> _DESCRIPTION OF THE TASK_: Return every line of the rows below unchanged, character for character.

START

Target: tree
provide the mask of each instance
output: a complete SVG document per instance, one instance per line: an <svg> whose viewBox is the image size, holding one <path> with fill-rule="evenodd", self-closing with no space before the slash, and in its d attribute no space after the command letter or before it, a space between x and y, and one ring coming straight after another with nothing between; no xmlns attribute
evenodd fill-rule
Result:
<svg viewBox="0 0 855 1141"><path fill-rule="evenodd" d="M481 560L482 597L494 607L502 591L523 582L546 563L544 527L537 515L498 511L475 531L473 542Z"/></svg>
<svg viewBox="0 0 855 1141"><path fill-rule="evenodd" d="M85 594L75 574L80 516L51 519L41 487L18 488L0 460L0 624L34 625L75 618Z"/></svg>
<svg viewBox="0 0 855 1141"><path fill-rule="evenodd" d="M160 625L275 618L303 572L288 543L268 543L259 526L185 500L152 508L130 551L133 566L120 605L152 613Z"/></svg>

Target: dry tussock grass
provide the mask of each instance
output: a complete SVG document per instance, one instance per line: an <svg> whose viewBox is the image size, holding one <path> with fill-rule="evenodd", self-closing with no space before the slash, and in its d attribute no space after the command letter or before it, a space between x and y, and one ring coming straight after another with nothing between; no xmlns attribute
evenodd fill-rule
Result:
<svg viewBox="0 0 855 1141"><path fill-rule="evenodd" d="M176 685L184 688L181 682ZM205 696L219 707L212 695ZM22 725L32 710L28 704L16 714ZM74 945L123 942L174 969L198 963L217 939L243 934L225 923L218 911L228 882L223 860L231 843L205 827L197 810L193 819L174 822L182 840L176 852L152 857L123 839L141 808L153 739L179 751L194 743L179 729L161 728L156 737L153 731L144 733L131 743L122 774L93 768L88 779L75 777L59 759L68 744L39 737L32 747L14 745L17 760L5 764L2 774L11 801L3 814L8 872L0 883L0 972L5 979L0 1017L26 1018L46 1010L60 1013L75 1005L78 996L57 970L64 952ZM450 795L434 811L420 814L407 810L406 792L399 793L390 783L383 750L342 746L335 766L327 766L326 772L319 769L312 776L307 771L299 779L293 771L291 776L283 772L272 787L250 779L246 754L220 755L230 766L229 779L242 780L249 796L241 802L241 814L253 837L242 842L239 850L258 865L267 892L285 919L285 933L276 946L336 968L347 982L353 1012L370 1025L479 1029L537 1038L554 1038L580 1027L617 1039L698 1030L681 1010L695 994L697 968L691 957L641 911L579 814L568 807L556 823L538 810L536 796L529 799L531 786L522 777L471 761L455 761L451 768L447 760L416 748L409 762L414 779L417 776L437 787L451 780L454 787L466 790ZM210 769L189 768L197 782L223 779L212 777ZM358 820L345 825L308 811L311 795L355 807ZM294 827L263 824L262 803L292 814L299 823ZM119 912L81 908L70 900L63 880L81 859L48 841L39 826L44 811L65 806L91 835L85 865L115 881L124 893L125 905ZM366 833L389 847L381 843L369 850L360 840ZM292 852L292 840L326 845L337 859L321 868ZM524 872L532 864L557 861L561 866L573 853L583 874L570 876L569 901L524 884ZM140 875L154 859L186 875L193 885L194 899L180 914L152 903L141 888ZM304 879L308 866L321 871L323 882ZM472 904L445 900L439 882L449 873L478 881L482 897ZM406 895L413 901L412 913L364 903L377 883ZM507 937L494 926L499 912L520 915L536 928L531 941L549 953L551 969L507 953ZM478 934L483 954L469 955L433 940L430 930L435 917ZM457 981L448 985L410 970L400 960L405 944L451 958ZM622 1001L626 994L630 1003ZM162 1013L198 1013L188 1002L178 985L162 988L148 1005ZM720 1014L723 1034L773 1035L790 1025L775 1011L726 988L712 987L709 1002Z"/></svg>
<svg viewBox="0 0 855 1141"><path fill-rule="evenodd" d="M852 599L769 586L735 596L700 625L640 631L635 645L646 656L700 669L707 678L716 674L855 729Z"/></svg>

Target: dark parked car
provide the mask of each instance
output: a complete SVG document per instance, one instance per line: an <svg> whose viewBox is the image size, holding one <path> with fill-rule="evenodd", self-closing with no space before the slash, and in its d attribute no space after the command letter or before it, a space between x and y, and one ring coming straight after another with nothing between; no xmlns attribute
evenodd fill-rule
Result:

END

> _ANSWER FOR THIS EXERCISE_:
Target: tree
provide the mask of each instance
output: a complete SVG document per instance, one instance per line: an <svg> whose viewBox is the image size, holding one <path> with fill-rule="evenodd", self-closing with no space before the slash, and in its d attribute no space after the command letter or before it, a space between x and y, and one ring coming straight after another with nothing between; no xmlns attribute
evenodd fill-rule
Result:
<svg viewBox="0 0 855 1141"><path fill-rule="evenodd" d="M481 560L482 597L494 607L502 591L523 582L546 563L544 527L537 515L498 511L475 531L473 542Z"/></svg>
<svg viewBox="0 0 855 1141"><path fill-rule="evenodd" d="M85 594L75 574L80 516L51 519L41 487L18 488L0 460L0 624L34 625L75 618Z"/></svg>
<svg viewBox="0 0 855 1141"><path fill-rule="evenodd" d="M160 625L275 618L303 572L288 543L268 543L259 526L185 500L152 508L130 551L133 566L120 605L152 613Z"/></svg>

Target: dry tussock grass
provide the mask of each instance
output: a complete SVG document per instance, one instance per line: an <svg> whose viewBox is the image size, holding one <path> with fill-rule="evenodd", self-closing with no space before the slash, and in its d attribute no space after the command letter or before it, a space between x and y, and one ring coming straight after another with nothing between; no xmlns attribute
evenodd fill-rule
Result:
<svg viewBox="0 0 855 1141"><path fill-rule="evenodd" d="M176 685L184 688L181 682ZM205 696L219 707L212 695ZM22 725L32 710L28 704L16 714ZM74 945L123 942L174 969L198 963L217 939L243 934L225 923L218 911L228 882L223 860L231 843L205 827L197 810L193 819L174 822L182 840L176 852L152 857L123 839L141 808L153 739L179 751L194 743L179 729L161 728L156 737L153 731L144 733L131 743L122 774L93 768L88 779L75 777L59 759L68 744L39 737L32 747L14 745L17 760L5 764L2 774L11 801L3 814L8 872L0 883L0 972L5 979L0 1017L26 1018L46 1010L60 1013L75 1005L78 996L57 970L64 952ZM450 795L434 811L420 814L407 810L406 792L399 793L390 783L383 750L342 746L335 766L327 766L326 772L319 769L312 776L307 771L299 779L293 771L291 776L283 772L272 787L250 779L246 754L220 755L230 766L229 779L242 780L249 796L241 802L241 814L253 837L242 842L239 850L258 865L267 892L285 919L285 933L276 946L336 968L347 982L353 1012L370 1025L479 1029L537 1038L554 1038L580 1027L617 1039L698 1030L681 1010L695 994L697 968L691 957L641 911L579 814L568 807L556 823L538 810L536 796L529 799L531 786L522 777L471 761L455 761L451 768L447 760L416 748L409 762L414 779L417 776L437 787L451 780L454 787L466 790ZM210 769L189 768L197 782L223 779L212 777ZM358 820L345 825L308 811L311 795L355 807ZM294 827L263 824L262 803L292 814L299 823ZM119 912L81 908L70 900L63 880L81 859L48 841L39 826L44 811L65 806L91 835L85 865L115 881L124 893L125 905ZM366 833L389 847L381 843L369 850L360 840ZM292 852L292 840L326 845L337 859L321 868ZM524 872L532 864L557 861L561 866L573 853L583 874L570 876L569 901L524 884ZM140 875L154 859L186 875L193 885L194 899L180 914L152 903L141 888ZM304 879L308 866L321 871L323 882ZM472 904L445 900L439 882L449 873L478 881L482 897ZM406 895L413 901L412 913L364 903L377 883ZM507 937L494 926L499 912L520 915L536 928L531 941L549 953L551 969L507 953ZM478 934L483 954L469 955L433 940L430 930L435 917ZM457 981L448 985L410 970L400 960L405 944L451 958ZM622 1001L626 994L630 1003ZM162 1013L198 1013L188 1002L178 985L162 988L148 1005ZM720 1014L723 1034L773 1035L790 1025L775 1011L726 988L712 987L709 1002Z"/></svg>
<svg viewBox="0 0 855 1141"><path fill-rule="evenodd" d="M852 599L769 586L735 596L700 625L640 631L635 645L646 656L700 669L707 678L716 674L855 729Z"/></svg>

Target: dark parked car
provide the mask of each instance
output: a complete SVG document per instance, one instance per line: an <svg> whose viewBox is the image size, holding one <path> with fill-rule="evenodd", self-closing with no space before the slash, and in its d attribute no space after the command letter or before it, a space between x and y, and one ring coming straight after another with nothing between; no xmlns attribute
evenodd fill-rule
Result:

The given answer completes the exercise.